**EXTRAIT**
☆ ☆ ☆ ☆

Solution, pour les gens honnête : retirer la carte SIM, vous y verrez le nom du fournisseur.  Dans mon cas, Virgin Mobile (je suis au Québec).  Un simple appel au service a la clientèle et avec le numéro de la carte, ils ont retracé le compte.  Par chance, l'agente avait un autre numéro pour le rejoindre, ce qu'elle fit.  Elle me mit en contact directement avec lui (dans une conférence à 3).  Ont s'est donné rendez-vous à 3 coins de rue, et voilà.

Il était super content, et moi... bien heureux d'avoir poser une bonne action.
Rappelez-vous, les ptits bonheurs de la vie, c'est de donner au suivant tel qu'on aimerait recevoir.

Sur ce, bonne journée à tous !


----------



## CBi (1 Août 2015)

Bravo pour le conseil: je n'y aurais peut-être pas pensé. Mais une question =
Si je trouve un iPhone, il y a de fortes chances pour que je ne sois pas équipé de mon "trombone" en liquid métal : avec quoi peut-on ouvrir le compartiment SIM sans l'endommager ?


----------



## iphone5stiti (1 Août 2015)

Coaster110 a dit:


> Bonjour à tous,
> J'ai consulté votre forum aujourd'hui, car j'ai trouvé un iphone5 hier matin.  À la lumière du sinisme engendré par "J'ai trouvé un iphone que faire?" je prends un instant pour vous raconter mon histoire, preuve qu'il y a encore des gens honnête sur Terre.

☆ ☆ ☆ ☆

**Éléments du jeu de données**
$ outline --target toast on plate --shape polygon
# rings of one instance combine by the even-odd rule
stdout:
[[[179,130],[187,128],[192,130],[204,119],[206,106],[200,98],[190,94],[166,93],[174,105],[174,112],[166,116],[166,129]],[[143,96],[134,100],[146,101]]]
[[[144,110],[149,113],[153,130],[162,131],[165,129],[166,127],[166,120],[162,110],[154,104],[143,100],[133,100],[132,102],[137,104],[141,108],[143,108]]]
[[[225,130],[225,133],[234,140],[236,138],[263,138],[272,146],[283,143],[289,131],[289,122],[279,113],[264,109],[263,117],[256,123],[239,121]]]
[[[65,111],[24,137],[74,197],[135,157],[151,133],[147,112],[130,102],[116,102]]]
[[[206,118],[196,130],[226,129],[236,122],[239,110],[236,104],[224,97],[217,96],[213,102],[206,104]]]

☆ ☆ ☆ ☆

**CONSIGNES DE L'EXERCICE**
a) Dans l'extrait sur l'iPhone trouvé, quel fournisseur était indiqué sur la carte SIM dans le cas raconté ?
b) Recopiez le passage de l'extrait sur l'iPhone trouvé compris entre « Solution, pour les » et « qu'on aimerait recevoir. », ces deux passages inclus.
c) Poursuivez le fil de discussion sur l'iPhone trouvé à partir de sa dernière phrase.
Les enregistrements proviennent d'une autre source.

**RÉPONSES FOURNIES**
a) Virgin Mobile.

b)
Solution, pour les gens honnête : retirer la carte SIM, vous y verrez le nom du fournisseur.  Dans mon cas, Virgin Mobile (je suis au Québec).  Un simple appel au service a la clientèle et avec le numéro de la carte, ils ont retracé le compte.  Par chance, l'agente avait un autre numéro pour le rejoindre, ce qu'elle fit.  Elle me mit en contact directement avec lui (dans une conférence à 3).  Ont s'est donné rendez-vous à 3 coins de rue, et voilà.

Il était super content, et moi... bien heureux d'avoir poser une bonne action.
Rappelez-vous, les ptits bonheurs de la vie, c'est de donner au suivant tel qu'on aimerait recevoir.

c)
> 
> Donc, j'ai trouvé un iphone hier matin dans la rue près de chez moi en allant prendre le bus.  Ne sachant trop que faire, j'ai d'abords chargé l'appareil au cas ou le proprio voudrait s'appeler lui même.  Évidemment, comme la plupart des gens sensé, le proprio (Alex) avait mis un code m'empêchait de consulter les contacts.  Par malheur, il avait déjà déclaré sont cellulaire perdu et donc, l'écran n'affichait plus le fournisseur mais bien "Réseau non disponible" ou quelque chose du genre.
> ...


Ça fait plaisir de voir que certaines personnes sont encore équilibrées ! Bravo


----------



## Gwen (1 Août 2015)

Ça c’est une histoire qui fait plaisir à lire.

Sinon, pour ouvrir le compartiment à carte SIM, un simple trombone suffit.


----------



## Coaster110 (1 Août 2015)

Oui, un simple trombone ou une punaise fait le travail...


----------



## Locke (2 Août 2015)

Coaster110 a dit:


> Oui, un simple trombone ou une punaise fait le travail...


Une punaise me parait un peu courte, sinon une aiguille à coudre ou un clou très fin feront aussi bien l'affaire.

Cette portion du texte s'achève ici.